MCHENRY, IL: Breast-pump manufacturer Medela implemented its first-ever crisis PR exercise last week. The company acted after learning that the award-winning TV show, Chicago Hope, planned an episode about a breast-fed child who dies of dehydration.
The episode, The Breast and the Brightest, aired on October 21, but its plot was leaked before broadcast.
Medela's director of marketing Debra Kurtz saw the plot outline on the Internet. 'Chicago Hope is a respected show, and we were worried people would get the wrong message about the safety of breast-feeding,' she said.
Kurtz called the show's producers, who confirmed the storyline but declined to place information about breast-feeding in the credits. 'Their message was, 'Lady, we do a disease a week here," she said.
Medela decided to use a video news release to counteract the negative publicity, and commissioned West Glen Communications to handle scripting and production.
She also solicited feedback from other breast-feeding industry organizations.

Dataset entries
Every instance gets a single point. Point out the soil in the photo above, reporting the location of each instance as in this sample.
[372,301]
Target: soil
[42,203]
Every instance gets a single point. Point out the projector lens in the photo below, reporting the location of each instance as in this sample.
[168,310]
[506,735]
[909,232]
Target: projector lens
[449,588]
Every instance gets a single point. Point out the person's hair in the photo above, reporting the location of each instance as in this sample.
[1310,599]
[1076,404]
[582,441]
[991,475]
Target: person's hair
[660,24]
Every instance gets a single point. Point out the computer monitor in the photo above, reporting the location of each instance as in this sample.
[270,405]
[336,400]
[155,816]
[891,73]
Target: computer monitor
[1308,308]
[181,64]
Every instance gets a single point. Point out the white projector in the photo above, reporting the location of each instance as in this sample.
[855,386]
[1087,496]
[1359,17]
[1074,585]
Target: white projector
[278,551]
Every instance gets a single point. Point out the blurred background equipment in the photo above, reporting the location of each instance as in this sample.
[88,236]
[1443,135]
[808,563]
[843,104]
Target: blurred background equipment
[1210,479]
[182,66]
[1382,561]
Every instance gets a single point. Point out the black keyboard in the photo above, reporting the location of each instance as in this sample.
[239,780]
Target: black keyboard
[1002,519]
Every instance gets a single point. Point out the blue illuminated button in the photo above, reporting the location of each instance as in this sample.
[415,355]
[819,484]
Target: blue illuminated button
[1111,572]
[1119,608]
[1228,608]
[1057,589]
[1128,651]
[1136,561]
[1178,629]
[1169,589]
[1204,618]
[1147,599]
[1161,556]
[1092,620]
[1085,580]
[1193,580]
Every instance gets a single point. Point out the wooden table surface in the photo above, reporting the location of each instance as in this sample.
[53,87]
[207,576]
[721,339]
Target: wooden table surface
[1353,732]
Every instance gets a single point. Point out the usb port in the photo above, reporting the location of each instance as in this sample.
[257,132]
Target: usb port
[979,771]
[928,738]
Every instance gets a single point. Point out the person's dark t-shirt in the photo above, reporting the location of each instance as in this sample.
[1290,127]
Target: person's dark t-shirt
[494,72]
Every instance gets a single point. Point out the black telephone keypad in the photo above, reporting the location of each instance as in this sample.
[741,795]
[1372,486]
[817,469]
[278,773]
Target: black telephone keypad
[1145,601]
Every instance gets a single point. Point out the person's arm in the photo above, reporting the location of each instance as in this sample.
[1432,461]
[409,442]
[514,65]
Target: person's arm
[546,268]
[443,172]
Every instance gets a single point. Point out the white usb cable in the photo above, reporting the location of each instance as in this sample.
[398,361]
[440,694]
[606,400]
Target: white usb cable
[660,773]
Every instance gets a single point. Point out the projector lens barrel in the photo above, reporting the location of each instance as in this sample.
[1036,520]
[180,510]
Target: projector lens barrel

Parts of the exercise
(A) In the passage about Medela's crisis PR effort, which firm did Medela hire to script and produce its video news release?
(B) Write the next part of the passage about Medela's response to the Chicago Hope episode, picking up right after its last sentence.

Answers to each task
(A) West Glen Communications.

(B)
'We thought it was important to get the breast-feeding industry behind this project,' she said.
The video news release was aired by some TV stations on the night of the episode. Others who saw the report used it as the basis for their own stories on breast-feeding. 'Fortunately, Bill and Monica had a slow news day,' said Kurtz.
By the end of October, the release had 61 placements. Medela and West Glen estimate it was seen by 5 million viewers.
'It was not about selling Medela or breast pumps,' explained Kurtz. 'We did a good public-service action that, in the long run, will benefit the industry by heightening awareness of dehydration problems.'.